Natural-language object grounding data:
──────
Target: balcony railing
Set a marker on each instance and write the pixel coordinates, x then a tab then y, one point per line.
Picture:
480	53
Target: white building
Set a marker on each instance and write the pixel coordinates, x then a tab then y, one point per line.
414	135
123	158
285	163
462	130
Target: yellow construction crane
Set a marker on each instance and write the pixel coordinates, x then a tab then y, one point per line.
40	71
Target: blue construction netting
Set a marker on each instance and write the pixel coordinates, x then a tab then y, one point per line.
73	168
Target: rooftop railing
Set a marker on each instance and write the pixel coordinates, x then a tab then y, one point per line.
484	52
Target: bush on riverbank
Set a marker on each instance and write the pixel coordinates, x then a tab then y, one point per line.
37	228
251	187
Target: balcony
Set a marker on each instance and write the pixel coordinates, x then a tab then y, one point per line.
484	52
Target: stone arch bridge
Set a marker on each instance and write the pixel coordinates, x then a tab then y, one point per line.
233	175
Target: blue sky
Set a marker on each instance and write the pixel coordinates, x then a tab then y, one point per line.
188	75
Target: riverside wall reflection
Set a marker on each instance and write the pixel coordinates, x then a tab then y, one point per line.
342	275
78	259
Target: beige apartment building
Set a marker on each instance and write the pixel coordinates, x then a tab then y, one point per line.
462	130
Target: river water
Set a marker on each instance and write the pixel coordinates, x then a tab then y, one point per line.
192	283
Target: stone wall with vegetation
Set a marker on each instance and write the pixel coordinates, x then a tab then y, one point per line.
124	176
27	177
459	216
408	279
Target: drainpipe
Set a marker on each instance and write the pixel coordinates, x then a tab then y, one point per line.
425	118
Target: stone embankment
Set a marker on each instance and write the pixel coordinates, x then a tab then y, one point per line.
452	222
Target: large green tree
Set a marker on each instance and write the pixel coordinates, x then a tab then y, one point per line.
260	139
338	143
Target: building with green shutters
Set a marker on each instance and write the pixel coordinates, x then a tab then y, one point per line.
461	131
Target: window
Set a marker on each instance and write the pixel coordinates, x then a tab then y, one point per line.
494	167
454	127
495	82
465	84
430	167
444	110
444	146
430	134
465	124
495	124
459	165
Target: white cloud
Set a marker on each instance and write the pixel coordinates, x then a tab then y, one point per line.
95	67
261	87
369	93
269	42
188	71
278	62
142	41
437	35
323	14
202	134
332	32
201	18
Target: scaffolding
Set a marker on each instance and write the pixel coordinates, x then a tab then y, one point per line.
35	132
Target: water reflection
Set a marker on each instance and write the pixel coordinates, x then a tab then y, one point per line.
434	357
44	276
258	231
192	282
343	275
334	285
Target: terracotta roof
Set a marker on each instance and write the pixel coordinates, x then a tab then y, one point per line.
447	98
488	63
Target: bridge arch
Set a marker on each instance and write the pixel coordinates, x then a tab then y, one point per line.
──────
Brief: Transcribe all of the data above, character for character.

Solution to this task:
Target: balcony railing
Set a marker on each instance and write the pixel coordinates, x then a tab then y, one point per line.
Picture:
480	53
Target: white building
Set a marker on each instance and write the pixel coordinates, x then a tab then y, one point per line.
414	135
123	158
285	163
462	130
Target: yellow construction crane
Set a marker on each instance and write the pixel coordinates, x then a tab then y, one point per line.
40	71
Target: blue construction netting
Set a marker on each instance and write the pixel coordinates, x then a tab then y, one point per line.
73	168
Target: rooftop railing
Set a marker on each instance and write the pixel coordinates, x then a tab then y, one point per line.
484	52
Target: bush on riverbank
Set a marker on each instance and write the pixel coordinates, x then a tab then y, one point per line.
37	228
251	187
Target: balcony
Set a marker on each instance and write the pixel coordinates, x then a tab then y, one point per line.
484	52
Target: stone arch bridge
Set a marker on each instance and write the pixel coordinates, x then a tab then y, one point per line.
233	175
Target: blue sky
Set a marker on each instance and write the pixel coordinates, x then a tab then y, one point per line.
188	75
Target: riverside wall reflection
Set a marker on each instance and write the pixel coordinates, x then a tab then y, one point per line.
342	275
78	259
Target: beige apartment building
Set a marker on each instance and write the pixel coordinates, x then a tab then y, one point per line.
462	130
Target: river water
Set a marker on each instance and write the pixel coordinates, x then a tab then y, one point per line.
192	283
Target: stone wall with vegetation
Set a marker on each instance and write the pixel coordinates, x then a tab then y, one point per line.
124	176
27	177
459	216
408	279
Target: drainpipe
Set a marker on each instance and write the pixel coordinates, x then a tab then y, one point per line.
425	118
Target: stone embankment
Set a marker on each instance and write the pixel coordinates, x then a tab then y, one point per line.
452	222
Target: large green tree
Set a marker on each instance and write the pixel coordinates, x then a tab then y, one point per line.
260	139
338	143
Target: building with green shutters
Set a marker on each instance and write the pixel coordinates, x then a tab then y, one point per line.
461	131
Target: window
Set a marker on each instance and write the pixel coordinates, x then a tab then y, one point per line.
494	167
454	127
495	82
465	84
430	167
444	110
444	146
430	134
465	124
495	124
459	165
Target: white cloud
Set a marker on each instance and write the pixel coordinates, x then a tab then y, one point per line.
95	67
261	87
369	93
269	42
188	71
278	62
142	41
437	35
323	14
202	134
332	32
201	18
Target: scaffolding
Set a marker on each instance and write the pixel coordinates, x then a tab then y, one point per line.
35	132
Target: water reflection
Set a marker on each instance and write the pixel coordinates, x then a tab then y, one point per line.
434	357
44	276
258	231
192	282
343	275
334	285
Target: terracotta roof
Set a marker on each instance and write the pixel coordinates, x then a tab then y, one point per line.
447	98
488	63
Target: bridge arch
Set a marker on each instance and write the pixel coordinates, x then a tab then y, one point per line.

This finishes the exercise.